▶ **REQUIRED WORK**: Pick up the article on the House Republican health care bill after its final sentence and carry it on in the same formal voice.

▶ **DOCUMENT TEXT**:
House Republicans on Monday night revealed their much-anticipated bill to repeal and replace the Affordable Care Act.
The bill, called the "American Health Care Act" was posted by both the House Ways and Means and Energy and Commerce Committees.
Both committees will hold markups for the bill on Wednesday morning, launching several weeks, if not months of intense debate over the cornerstone of the GOP's platform.
The bill removes the individual and employer mandates laid out in the Affordable Care Act and provide healthcare subsidies based on age instead of income. However, those subsidies would phase out for people who earn $75,000 or more annually.
Earlier drafts of the bill provided tax credits based on age regardless of income, meaning someone like Donald Trump would get the same health tax credit as another 70-year-old who is not a billionaire.
The 123-page bill would prohibit insurers from denying coverage or raising rates for patients with pre-existing conditions and it would allow young adults to stay on their parents' insurance until they are 26.
The House bill expands health savings accounts and ends Obama's Medicaid expansion for low-income individuals in 2020.

[Natural-language object grounding data]
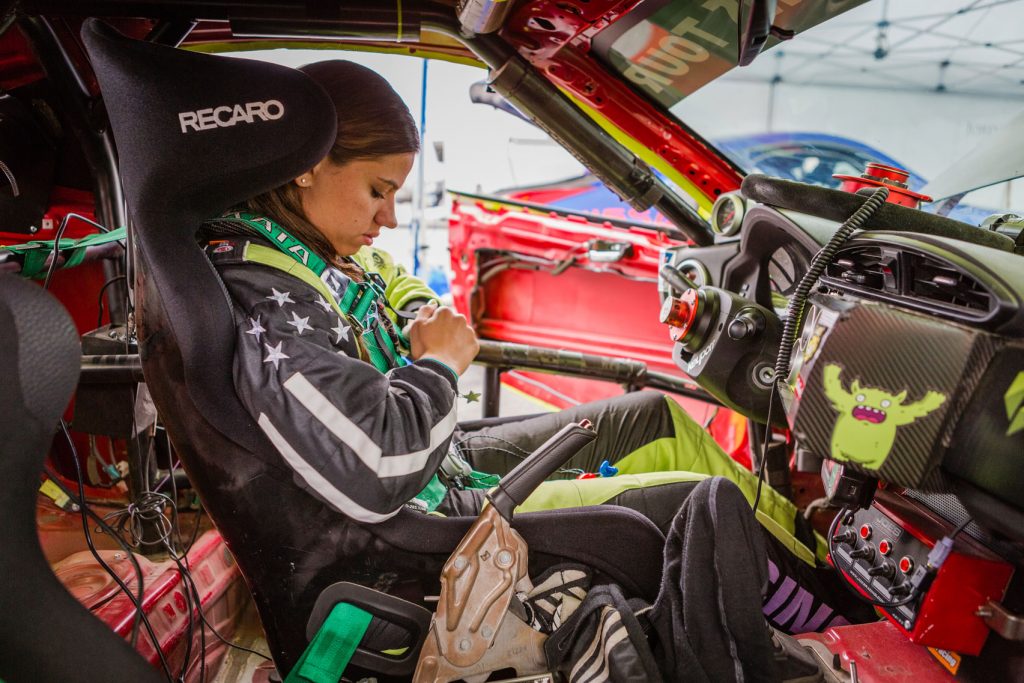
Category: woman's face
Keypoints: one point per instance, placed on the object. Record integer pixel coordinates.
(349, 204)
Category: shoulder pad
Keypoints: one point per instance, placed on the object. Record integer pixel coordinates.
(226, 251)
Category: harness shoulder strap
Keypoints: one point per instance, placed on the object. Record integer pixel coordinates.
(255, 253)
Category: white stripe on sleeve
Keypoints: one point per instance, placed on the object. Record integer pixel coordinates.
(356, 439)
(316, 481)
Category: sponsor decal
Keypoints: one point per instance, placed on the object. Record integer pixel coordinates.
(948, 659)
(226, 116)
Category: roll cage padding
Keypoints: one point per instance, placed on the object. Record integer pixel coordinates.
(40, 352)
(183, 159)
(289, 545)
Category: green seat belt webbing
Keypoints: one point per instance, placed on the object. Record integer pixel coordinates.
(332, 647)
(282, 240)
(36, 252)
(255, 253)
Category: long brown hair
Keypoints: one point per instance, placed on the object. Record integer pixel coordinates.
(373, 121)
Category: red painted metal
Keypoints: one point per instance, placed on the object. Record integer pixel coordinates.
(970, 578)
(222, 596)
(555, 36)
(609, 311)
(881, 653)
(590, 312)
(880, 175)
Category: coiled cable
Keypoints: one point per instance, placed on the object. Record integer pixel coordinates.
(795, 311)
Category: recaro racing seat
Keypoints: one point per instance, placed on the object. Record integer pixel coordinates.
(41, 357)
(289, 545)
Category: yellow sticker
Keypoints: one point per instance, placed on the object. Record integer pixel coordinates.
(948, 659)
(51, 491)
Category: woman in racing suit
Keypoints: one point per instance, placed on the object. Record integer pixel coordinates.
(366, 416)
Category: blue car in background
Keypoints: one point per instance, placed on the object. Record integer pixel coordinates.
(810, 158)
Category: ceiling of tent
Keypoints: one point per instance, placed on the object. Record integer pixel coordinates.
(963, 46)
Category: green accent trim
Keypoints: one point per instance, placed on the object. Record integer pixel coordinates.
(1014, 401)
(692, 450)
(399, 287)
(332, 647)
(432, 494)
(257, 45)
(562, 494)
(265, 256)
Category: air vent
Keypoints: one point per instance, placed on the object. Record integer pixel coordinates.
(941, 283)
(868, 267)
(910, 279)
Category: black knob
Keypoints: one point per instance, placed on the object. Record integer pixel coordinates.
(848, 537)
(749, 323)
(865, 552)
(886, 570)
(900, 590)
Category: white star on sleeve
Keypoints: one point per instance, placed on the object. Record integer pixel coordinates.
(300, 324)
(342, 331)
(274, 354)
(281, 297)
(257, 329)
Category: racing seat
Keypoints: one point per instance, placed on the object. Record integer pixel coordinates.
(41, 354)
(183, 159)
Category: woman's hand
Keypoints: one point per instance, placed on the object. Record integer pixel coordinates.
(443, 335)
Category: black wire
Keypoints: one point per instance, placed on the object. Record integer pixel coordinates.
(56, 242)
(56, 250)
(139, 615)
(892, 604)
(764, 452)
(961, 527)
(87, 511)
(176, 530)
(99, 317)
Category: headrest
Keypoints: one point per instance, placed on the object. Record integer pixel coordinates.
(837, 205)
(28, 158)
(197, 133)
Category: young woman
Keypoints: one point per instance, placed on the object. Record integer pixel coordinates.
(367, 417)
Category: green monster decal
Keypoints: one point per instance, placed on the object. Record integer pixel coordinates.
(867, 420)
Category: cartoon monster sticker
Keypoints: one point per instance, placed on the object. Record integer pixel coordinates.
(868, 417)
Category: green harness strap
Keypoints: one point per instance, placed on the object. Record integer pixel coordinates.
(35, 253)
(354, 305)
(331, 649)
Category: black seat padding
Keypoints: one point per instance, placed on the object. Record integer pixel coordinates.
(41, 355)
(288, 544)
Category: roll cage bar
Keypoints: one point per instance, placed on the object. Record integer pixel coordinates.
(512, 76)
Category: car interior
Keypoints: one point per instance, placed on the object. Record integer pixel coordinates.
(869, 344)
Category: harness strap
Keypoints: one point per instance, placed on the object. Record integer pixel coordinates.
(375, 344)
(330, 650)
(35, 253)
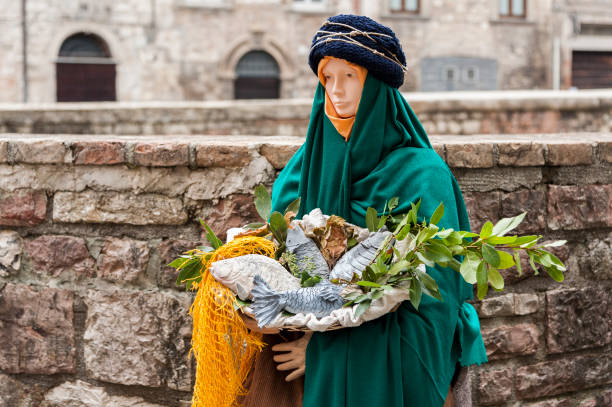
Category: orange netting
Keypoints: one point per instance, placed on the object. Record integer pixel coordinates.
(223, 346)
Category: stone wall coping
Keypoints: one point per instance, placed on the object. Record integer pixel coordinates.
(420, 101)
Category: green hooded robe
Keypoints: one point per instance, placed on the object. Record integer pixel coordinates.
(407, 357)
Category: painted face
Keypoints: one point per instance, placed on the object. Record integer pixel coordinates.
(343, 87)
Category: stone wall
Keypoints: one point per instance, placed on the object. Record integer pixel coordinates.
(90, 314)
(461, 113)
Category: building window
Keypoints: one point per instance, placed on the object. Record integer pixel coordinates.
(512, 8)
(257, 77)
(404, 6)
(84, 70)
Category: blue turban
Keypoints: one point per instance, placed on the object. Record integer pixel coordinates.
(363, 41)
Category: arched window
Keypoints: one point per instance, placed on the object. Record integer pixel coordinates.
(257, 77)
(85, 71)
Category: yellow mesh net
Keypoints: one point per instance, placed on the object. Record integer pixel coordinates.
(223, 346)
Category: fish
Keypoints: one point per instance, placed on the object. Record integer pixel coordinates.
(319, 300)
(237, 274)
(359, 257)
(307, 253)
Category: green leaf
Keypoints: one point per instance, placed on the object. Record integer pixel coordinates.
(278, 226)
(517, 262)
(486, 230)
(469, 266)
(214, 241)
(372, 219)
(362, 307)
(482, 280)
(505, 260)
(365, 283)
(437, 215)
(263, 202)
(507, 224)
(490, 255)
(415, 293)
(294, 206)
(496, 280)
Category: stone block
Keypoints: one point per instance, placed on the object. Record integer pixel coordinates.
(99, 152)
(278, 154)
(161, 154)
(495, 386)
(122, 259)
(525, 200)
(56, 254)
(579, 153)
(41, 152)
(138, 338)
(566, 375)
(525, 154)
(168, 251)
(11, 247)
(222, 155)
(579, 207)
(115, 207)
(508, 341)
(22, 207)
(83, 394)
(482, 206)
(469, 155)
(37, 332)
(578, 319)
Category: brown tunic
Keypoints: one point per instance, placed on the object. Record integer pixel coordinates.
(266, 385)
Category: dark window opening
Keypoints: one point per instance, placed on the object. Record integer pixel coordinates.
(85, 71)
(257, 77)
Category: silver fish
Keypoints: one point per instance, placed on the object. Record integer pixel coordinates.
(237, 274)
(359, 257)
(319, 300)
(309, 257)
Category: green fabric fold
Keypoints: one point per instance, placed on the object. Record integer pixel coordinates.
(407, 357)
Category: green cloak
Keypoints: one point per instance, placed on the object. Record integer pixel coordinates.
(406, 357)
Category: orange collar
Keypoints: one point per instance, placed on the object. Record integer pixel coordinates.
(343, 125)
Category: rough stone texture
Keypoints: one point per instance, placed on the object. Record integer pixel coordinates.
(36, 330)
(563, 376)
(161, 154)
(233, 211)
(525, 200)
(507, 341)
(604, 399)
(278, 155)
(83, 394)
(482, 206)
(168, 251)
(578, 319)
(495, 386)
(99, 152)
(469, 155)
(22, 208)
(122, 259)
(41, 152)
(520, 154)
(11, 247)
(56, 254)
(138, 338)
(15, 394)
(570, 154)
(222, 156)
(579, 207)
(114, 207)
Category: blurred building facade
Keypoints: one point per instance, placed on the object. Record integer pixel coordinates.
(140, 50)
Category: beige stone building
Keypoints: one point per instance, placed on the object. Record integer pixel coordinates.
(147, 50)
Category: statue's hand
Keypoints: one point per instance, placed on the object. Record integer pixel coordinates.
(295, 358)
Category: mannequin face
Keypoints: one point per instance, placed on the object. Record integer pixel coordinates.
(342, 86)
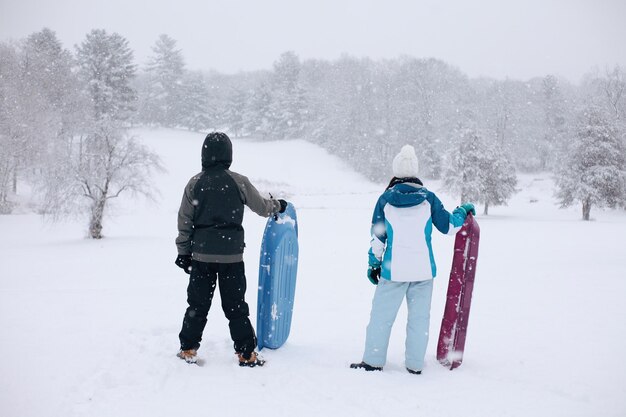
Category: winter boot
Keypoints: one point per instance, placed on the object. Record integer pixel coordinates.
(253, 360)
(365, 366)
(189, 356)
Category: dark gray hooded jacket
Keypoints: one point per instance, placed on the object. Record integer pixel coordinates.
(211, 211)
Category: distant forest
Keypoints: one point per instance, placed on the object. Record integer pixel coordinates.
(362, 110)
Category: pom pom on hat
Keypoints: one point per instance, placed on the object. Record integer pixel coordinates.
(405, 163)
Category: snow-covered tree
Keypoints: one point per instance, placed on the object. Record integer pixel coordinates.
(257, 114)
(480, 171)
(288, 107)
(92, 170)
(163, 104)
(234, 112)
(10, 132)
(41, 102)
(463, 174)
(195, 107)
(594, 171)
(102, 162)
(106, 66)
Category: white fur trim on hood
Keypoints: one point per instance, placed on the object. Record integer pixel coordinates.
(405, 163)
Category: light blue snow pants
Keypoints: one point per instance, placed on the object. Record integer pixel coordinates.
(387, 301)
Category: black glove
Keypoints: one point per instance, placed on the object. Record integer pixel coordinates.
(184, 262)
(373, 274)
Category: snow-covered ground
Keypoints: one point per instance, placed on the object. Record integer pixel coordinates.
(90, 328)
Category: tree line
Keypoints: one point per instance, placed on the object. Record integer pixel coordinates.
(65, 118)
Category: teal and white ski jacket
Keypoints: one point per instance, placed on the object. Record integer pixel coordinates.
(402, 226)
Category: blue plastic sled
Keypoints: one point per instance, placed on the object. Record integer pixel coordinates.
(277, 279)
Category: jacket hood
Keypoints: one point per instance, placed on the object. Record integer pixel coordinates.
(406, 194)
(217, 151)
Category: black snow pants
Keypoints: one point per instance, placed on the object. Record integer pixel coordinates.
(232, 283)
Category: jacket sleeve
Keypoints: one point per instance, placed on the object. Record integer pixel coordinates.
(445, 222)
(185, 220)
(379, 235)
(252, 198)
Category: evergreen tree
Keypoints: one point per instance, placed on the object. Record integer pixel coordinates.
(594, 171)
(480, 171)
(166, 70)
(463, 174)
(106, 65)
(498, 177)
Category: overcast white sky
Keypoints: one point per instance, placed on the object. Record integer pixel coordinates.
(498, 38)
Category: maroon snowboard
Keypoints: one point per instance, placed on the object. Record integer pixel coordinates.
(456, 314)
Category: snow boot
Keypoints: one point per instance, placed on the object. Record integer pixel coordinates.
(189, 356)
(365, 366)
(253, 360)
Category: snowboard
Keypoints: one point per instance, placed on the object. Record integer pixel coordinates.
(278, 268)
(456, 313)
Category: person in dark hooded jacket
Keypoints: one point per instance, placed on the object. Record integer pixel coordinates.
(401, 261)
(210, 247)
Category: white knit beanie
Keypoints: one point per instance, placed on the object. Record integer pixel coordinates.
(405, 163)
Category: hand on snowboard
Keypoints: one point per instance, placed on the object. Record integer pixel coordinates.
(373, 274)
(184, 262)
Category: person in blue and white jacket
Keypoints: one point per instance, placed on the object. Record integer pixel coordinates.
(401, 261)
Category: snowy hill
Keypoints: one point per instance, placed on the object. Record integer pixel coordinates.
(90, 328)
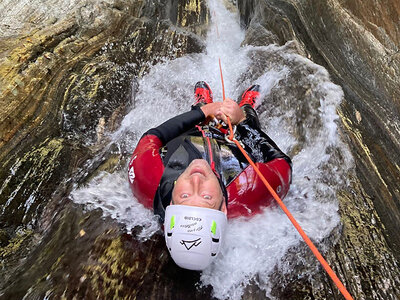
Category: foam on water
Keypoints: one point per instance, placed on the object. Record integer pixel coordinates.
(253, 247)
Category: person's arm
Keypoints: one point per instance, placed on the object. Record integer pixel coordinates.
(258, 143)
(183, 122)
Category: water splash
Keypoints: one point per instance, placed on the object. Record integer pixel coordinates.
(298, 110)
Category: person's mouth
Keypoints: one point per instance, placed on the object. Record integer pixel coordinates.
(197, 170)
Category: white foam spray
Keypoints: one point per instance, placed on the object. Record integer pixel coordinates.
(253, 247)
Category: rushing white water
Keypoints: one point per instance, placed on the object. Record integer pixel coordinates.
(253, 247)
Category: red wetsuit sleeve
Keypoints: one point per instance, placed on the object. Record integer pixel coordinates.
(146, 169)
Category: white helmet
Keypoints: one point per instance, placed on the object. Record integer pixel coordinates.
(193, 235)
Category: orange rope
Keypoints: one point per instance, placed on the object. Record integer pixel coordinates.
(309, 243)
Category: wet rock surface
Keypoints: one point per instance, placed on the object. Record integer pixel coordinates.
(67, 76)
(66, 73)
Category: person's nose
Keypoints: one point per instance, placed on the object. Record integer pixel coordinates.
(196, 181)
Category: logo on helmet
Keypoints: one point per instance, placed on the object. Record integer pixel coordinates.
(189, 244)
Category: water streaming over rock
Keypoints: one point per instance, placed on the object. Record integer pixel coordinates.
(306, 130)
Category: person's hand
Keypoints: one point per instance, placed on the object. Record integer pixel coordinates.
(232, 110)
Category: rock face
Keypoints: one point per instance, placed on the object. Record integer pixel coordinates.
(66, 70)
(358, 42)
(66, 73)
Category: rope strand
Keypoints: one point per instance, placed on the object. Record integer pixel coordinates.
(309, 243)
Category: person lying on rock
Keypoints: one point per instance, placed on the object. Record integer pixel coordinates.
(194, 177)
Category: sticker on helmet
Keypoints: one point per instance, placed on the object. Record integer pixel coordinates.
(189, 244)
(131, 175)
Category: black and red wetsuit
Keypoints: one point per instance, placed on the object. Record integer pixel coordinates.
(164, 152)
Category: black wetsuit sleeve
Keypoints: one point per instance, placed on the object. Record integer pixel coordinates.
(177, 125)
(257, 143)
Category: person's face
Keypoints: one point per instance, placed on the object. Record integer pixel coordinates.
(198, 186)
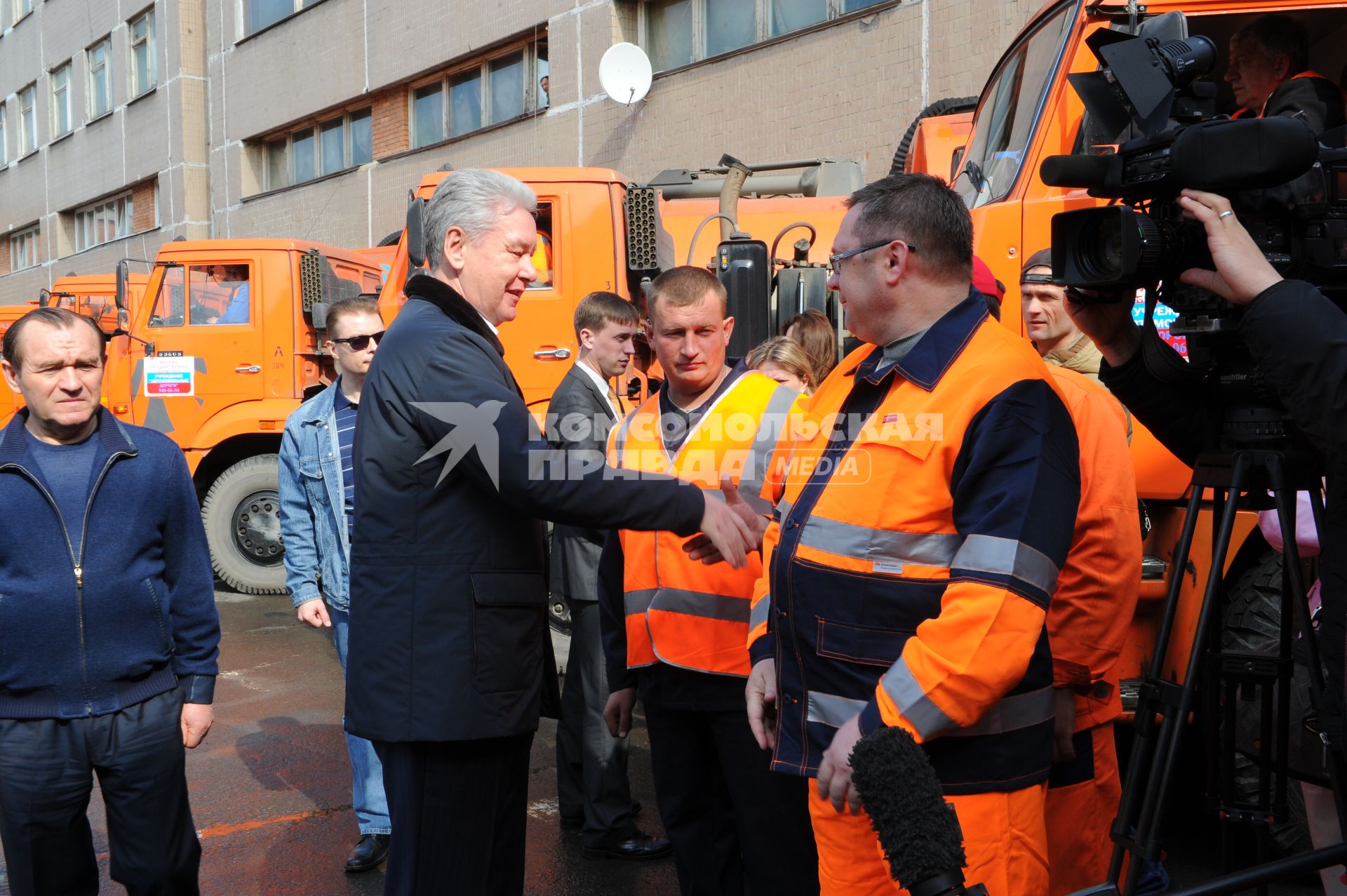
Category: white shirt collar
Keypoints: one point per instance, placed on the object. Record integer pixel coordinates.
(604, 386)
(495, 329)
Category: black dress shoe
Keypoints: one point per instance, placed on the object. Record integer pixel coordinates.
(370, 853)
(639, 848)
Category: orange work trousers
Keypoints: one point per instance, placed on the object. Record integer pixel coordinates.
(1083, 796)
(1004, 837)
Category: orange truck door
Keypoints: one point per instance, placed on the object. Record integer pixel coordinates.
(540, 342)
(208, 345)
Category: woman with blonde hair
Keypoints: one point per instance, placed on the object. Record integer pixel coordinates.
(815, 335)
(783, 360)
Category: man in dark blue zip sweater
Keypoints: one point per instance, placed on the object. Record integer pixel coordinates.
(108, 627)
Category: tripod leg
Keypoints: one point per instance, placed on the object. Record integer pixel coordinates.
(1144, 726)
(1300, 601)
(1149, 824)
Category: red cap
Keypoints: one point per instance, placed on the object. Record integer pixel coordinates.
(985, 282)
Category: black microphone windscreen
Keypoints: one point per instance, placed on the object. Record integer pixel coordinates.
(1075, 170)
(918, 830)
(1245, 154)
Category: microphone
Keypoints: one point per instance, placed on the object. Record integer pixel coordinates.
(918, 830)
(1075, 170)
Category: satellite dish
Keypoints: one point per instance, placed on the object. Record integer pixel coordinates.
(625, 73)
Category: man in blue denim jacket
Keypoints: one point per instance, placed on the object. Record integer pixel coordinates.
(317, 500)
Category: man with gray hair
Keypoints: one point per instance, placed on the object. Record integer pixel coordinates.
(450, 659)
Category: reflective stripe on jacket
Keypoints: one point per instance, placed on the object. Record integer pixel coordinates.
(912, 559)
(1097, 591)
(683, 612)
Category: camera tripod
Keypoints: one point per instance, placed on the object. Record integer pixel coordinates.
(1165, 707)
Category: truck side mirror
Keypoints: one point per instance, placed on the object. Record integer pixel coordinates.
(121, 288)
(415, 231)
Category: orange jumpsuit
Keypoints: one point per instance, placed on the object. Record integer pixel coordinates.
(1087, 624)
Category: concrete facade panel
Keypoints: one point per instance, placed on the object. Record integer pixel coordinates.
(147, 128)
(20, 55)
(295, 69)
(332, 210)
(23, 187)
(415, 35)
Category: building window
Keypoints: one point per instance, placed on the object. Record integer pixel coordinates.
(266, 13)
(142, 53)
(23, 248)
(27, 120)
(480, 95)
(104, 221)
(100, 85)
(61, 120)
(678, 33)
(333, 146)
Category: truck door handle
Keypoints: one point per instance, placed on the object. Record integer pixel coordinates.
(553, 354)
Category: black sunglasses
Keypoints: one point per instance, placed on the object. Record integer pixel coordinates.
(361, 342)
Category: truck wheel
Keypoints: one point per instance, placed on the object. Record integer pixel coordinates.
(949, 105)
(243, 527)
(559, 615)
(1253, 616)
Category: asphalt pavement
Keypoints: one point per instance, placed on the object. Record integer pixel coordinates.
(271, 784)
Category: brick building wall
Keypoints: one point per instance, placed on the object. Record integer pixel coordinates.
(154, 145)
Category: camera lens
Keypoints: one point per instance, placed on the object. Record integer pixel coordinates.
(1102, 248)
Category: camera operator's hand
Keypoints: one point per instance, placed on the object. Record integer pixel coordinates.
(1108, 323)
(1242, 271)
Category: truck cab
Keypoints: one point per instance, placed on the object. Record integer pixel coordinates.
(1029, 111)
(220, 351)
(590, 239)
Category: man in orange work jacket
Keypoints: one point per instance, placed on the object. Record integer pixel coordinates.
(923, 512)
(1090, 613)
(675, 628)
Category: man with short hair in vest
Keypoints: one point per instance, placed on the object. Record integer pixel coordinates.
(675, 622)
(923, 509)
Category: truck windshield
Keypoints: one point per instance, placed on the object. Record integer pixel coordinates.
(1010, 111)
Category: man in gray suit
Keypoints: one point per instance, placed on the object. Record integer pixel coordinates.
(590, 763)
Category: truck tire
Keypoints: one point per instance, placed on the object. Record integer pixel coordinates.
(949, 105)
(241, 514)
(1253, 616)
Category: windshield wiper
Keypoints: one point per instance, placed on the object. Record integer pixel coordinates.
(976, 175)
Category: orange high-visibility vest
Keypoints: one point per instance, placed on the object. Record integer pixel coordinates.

▶ **REPLY TO THE EXERCISE**:
Instead, the bill would reform the Medicaid program so states would get fixed federal funding based on enrollment and costs. In return, state governments would get more flexibility to run the program.
The bill also includes language that defunds Planned Parenthood and other abortion providers for a year.
That provision in particular will make the bill a difficult sell in the Senate. Earlier on Monday, four Senate Democrats said they would not support the bill because they said they believe it would leave millions of Americans uninsured, the Washington Post reported.
If the Senate loses three GOP votes and Democrats don't have any defectors, the bill will not pass.
"The American Health Care Act is a plan to drive down costs, encourage competition, and give every American access to quality, affordable health insurance. It protects young adults, patients with pre-existing conditions, and provides a stable transition so that no one has the rug pulled out from under them," House Speaker Paul Ryan, the driving force behind the bill, said in a statement.
It is not clear yet how much the plan will cost or how many people will gain or lose health coverage.